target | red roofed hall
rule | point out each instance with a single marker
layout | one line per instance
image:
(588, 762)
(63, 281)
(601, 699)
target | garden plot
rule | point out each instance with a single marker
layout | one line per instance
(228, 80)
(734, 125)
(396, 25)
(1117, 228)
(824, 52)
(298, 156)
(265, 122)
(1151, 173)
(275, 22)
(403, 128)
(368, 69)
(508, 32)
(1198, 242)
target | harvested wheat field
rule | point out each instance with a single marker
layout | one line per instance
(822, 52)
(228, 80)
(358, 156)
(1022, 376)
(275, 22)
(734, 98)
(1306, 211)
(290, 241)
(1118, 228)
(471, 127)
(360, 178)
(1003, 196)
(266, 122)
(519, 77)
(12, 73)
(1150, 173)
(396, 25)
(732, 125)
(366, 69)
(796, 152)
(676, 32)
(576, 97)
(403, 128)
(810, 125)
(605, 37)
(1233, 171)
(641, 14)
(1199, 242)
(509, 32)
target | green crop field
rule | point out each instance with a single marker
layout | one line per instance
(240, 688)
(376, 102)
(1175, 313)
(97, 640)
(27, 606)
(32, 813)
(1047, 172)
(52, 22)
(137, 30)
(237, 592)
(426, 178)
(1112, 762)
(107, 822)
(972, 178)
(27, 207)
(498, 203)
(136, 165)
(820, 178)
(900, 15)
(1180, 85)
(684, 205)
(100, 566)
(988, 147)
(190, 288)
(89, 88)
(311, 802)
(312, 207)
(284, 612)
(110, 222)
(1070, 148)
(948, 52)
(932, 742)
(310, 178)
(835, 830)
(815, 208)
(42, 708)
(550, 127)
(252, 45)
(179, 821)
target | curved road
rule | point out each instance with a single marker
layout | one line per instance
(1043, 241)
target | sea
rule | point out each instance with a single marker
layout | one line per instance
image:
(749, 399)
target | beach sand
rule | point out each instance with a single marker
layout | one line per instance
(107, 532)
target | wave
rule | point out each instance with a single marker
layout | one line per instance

◆ ◆ ◆ ◆

Work to be completed — From the line containing "target | wave" through the last line of the records, output each line exactly and nothing more.

Exercise response —
target | wave
rule | point out each instance with a single marker
layout | one line per instance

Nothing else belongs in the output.